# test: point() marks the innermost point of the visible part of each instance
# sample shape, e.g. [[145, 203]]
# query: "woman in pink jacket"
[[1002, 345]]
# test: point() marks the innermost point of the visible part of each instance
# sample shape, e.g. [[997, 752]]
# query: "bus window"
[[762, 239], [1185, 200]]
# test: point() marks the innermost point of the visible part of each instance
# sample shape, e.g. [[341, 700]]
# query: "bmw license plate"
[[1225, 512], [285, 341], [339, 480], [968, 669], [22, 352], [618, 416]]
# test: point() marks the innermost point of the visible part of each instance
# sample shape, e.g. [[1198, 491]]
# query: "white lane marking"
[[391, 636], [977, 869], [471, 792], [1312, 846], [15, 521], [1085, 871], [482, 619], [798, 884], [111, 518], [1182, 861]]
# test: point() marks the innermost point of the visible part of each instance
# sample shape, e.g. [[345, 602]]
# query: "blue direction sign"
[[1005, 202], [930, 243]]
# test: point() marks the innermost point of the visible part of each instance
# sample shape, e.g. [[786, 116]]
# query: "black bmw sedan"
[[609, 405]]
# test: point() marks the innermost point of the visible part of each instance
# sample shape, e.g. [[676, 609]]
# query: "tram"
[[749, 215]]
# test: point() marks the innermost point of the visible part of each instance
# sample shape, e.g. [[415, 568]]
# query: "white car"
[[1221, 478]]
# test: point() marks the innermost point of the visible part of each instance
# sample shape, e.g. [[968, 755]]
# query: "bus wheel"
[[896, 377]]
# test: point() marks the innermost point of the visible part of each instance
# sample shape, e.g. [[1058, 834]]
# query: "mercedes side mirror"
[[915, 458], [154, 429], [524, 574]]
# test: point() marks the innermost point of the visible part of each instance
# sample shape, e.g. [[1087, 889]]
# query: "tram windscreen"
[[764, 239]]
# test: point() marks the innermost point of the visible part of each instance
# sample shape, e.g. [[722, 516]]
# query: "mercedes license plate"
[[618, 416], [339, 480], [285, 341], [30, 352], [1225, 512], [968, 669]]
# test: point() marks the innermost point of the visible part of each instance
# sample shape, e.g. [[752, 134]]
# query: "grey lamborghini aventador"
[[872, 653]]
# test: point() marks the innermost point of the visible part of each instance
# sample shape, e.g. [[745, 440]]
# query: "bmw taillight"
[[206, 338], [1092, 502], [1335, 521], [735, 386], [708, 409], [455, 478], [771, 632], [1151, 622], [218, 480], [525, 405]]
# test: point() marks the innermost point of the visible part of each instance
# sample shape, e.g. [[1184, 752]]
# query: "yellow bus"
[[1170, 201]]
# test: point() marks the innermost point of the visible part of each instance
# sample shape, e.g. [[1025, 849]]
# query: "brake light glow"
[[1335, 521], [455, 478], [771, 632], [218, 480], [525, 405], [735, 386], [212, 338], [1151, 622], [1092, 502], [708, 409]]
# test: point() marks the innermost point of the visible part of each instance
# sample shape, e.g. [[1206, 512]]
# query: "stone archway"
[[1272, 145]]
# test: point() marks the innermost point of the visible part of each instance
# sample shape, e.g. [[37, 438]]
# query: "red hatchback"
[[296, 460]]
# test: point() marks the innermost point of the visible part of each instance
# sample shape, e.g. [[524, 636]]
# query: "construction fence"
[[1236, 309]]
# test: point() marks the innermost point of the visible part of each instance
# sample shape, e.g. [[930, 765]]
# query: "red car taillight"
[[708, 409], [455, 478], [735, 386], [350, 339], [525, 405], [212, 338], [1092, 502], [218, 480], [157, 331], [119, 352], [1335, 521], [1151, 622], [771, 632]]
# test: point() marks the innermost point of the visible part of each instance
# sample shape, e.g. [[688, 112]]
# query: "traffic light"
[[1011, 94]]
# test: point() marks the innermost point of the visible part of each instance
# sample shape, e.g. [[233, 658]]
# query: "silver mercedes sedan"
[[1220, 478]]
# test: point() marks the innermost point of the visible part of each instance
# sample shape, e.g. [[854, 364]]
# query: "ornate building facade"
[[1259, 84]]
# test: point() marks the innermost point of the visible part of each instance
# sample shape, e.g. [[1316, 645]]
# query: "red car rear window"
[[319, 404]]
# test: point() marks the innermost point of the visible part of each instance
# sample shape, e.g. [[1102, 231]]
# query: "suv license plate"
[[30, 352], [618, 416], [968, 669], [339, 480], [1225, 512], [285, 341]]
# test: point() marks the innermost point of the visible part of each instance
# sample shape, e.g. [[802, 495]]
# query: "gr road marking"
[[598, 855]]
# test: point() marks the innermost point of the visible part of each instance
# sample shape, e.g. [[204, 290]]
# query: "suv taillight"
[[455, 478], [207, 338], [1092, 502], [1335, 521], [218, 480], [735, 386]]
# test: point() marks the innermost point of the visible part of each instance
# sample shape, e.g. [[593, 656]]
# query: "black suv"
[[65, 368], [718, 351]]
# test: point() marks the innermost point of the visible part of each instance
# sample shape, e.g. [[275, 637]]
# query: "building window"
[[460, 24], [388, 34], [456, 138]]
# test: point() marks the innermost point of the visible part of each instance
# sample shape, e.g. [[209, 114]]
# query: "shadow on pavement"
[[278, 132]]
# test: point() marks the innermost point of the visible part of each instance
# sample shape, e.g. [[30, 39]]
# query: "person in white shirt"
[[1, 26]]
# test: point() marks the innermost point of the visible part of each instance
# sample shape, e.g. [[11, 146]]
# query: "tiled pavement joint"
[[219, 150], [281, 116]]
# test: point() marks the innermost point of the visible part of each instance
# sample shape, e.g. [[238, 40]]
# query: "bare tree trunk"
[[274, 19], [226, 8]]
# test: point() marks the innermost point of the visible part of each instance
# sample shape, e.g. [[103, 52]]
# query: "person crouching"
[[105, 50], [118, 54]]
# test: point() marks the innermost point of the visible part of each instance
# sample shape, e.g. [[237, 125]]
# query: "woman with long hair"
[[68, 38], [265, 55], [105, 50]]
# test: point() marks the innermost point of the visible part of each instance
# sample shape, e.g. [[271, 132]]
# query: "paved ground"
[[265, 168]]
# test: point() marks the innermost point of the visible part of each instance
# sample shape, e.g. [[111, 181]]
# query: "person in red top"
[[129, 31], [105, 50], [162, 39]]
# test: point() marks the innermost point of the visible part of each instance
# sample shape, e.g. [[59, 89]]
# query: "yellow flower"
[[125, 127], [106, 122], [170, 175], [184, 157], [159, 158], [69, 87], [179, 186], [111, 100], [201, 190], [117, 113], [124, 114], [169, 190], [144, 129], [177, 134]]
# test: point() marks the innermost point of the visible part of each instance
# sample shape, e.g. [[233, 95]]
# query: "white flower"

§ **Short problem**:
Write all of the records out again exactly.

§ **Response for this exercise**:
# test: point() marks the innermost point of the visible part of each instance
# sample shape, e.g. [[145, 203]]
# query: "woman in pink jacket"
[[1002, 345]]
# test: point() marks the innermost point of the visible part of each instance
# sample shape, e.g. [[997, 752]]
# query: "bus window"
[[762, 239], [1185, 200]]
# test: point() marks the innermost point of the visible part of each instance
# sample shape, e.g. [[341, 700]]
# query: "bmw license plate"
[[1225, 512], [285, 341], [339, 480], [968, 669], [22, 352], [618, 416]]
# test: point() marks the innermost point of the visible part of each instance
# sample shape, e.g. [[1198, 491]]
# query: "white lane marking"
[[391, 636], [977, 869], [471, 792], [1312, 846], [15, 521], [1085, 871], [482, 619], [798, 884], [111, 518], [1182, 861]]
# test: point() marks the innermost point of the visible part of each instance
# sample shape, e.g. [[345, 602]]
# query: "blue direction sign"
[[1005, 202], [930, 243]]
# test: point() marks the innermost point of the visible part of each instance
# sample shape, e.g. [[786, 116]]
# query: "black bmw sedan"
[[609, 405]]
# test: point() marks the innermost point of the visible part of each instance
# sample shape, e.g. [[676, 609]]
# query: "tram"
[[749, 215]]
# test: point() marks the innermost point of the visible part of each instance
# sample shape, e.g. [[415, 568]]
# query: "white car"
[[1221, 478]]
# test: point() marks the innermost point of the visible part of each instance
# sample shape, e.g. [[968, 755]]
# query: "bus wheel"
[[896, 377]]
# test: point() marks the innermost point of the visible part of each instance
# sample shape, e.g. [[1058, 834]]
# query: "mercedes side mirror"
[[915, 458], [154, 429], [524, 574]]
# test: point() marks the innermost point of the visible part of each instance
# sample shape, e.g. [[1087, 889]]
# query: "tram windscreen"
[[764, 239]]
# test: point() marks the innermost point of the visible part of each instance
# sample shape, e.g. [[722, 516]]
# query: "mercedes license plate"
[[618, 416], [339, 480], [285, 341], [30, 352], [1225, 512], [968, 669]]
# test: point() marks the innermost point of the visible part of each instance
# sample shape, e.g. [[752, 134]]
# query: "grey lamborghini aventador"
[[872, 653]]
# test: point() marks the innermost point of the visible part of each instance
# sample shape, e.g. [[745, 440]]
# query: "bmw taillight"
[[206, 338], [1092, 502], [1335, 521], [735, 386], [708, 409], [455, 478], [771, 632], [1151, 622], [218, 480], [525, 405]]
# test: point() marks the innermost point of the visible part of each instance
# sample shape, e.g. [[1184, 752]]
# query: "yellow bus"
[[1170, 201]]
# test: point() marks the innermost point of the visible part of each instance
# sample shape, e.g. [[1025, 849]]
# query: "brake light glow"
[[1335, 521], [455, 478], [771, 632], [218, 480], [525, 405], [735, 386], [212, 338], [1151, 622], [1092, 502], [708, 409]]
# test: point() marks the innermost point of the visible part of each instance
# sample shape, e.g. [[1206, 512]]
# query: "stone archway"
[[1272, 145]]
# test: point() marks the innermost point of the visible part of each instance
# sample shape, e.g. [[37, 438]]
# query: "red hatchback"
[[296, 460]]
# test: point() marks the innermost point of the visible part of each instance
# sample shape, e.g. [[524, 636]]
# query: "construction fence"
[[1236, 309]]
# test: point() marks the innermost point of the visible part of each instance
# sample shape, e.g. [[930, 765]]
# query: "red car taillight"
[[708, 409], [455, 478], [735, 386], [350, 339], [525, 405], [212, 338], [1092, 502], [218, 480], [157, 331], [119, 352], [1335, 521], [1151, 622], [771, 632]]
# test: point() marks the innermost point of the visible part of each instance
# sample shape, e.g. [[688, 112]]
# query: "traffic light"
[[1011, 94]]
# test: point() marks the innermost point of the visible part of each instance
# sample shape, e.g. [[233, 658]]
# query: "silver mercedes sedan"
[[1220, 478]]
# test: point() marks the innermost point of the visible part of each instance
# sample shape, e.g. [[854, 364]]
# query: "ornate building facade"
[[1259, 84]]
# test: point() marks the innermost point of the visible part of each instance
# sample shape, e.g. [[1316, 645]]
# query: "red car rear window"
[[319, 404]]
# test: point() marks the innermost point of the visible part of each instance
# sample shape, e.g. [[1102, 231]]
# query: "suv license plate"
[[30, 352], [618, 416], [968, 669], [339, 480], [1225, 512], [285, 341]]
# test: point() marks the innermost point of the visible part of each instance
# sample shape, e.g. [[802, 495]]
# query: "gr road marking"
[[598, 855]]
# test: point() marks the innermost point of the visible part of each instance
# sample shape, e.g. [[204, 290]]
# query: "suv taillight"
[[455, 478], [207, 338], [1092, 502], [1335, 521], [218, 480], [735, 386]]
# test: point() marks the innermost point of the visible part of each instance
# sample shape, e.g. [[593, 656]]
# query: "black suv"
[[65, 368], [718, 351]]
# test: point() marks the innermost point of the visible part of each instance
# sample shape, e.g. [[275, 637]]
# query: "building window"
[[460, 24], [388, 34], [456, 138]]
# test: point() marks the innermost point of the visible part of each instance
# sample shape, e.g. [[209, 114]]
# query: "shadow on pavement"
[[278, 132]]
# test: point() marks the innermost point of the visible part of each instance
# sample shape, e.g. [[30, 39]]
# query: "person in white shirt"
[[1, 26]]
# test: point() marks the innermost point of the visible part of each instance
# sample shape, e.g. [[11, 146]]
# query: "tiled pavement joint"
[[219, 150], [281, 116]]
# test: point() marks the innermost point of the visible part of each instance
# sample shape, e.g. [[238, 40]]
# query: "bare tree trunk"
[[274, 19], [226, 8]]
# test: point() marks the innermost point of the visible part of each instance
# sample shape, e.g. [[103, 52]]
# query: "person crouching"
[[105, 50], [118, 54]]
# test: point() marks the innermost point of the visible part of each instance
# sample shape, e.g. [[237, 125]]
# query: "woman with long hair"
[[68, 38], [265, 55], [105, 50]]
# test: point() marks the innermost point of the visible part of each instance
# sample shape, e.g. [[271, 132]]
# query: "paved ground"
[[265, 168]]
# test: point() marks the innermost point of the visible part of each instance
# sample shape, e.g. [[111, 181]]
# query: "person in red top"
[[129, 31], [105, 50], [162, 39]]
# test: point() marks the innermost point of the visible part of each instance
# sample shape, e.g. [[59, 89]]
# query: "yellow flower"
[[125, 127], [106, 122], [170, 175], [184, 157], [159, 158], [69, 87], [179, 186], [111, 100], [201, 190], [117, 113], [124, 114], [169, 190], [144, 129], [177, 134]]
# test: point() marks the innermost point of the visible part of each instance
# sample shape, e.g. [[233, 95]]
# query: "white flower"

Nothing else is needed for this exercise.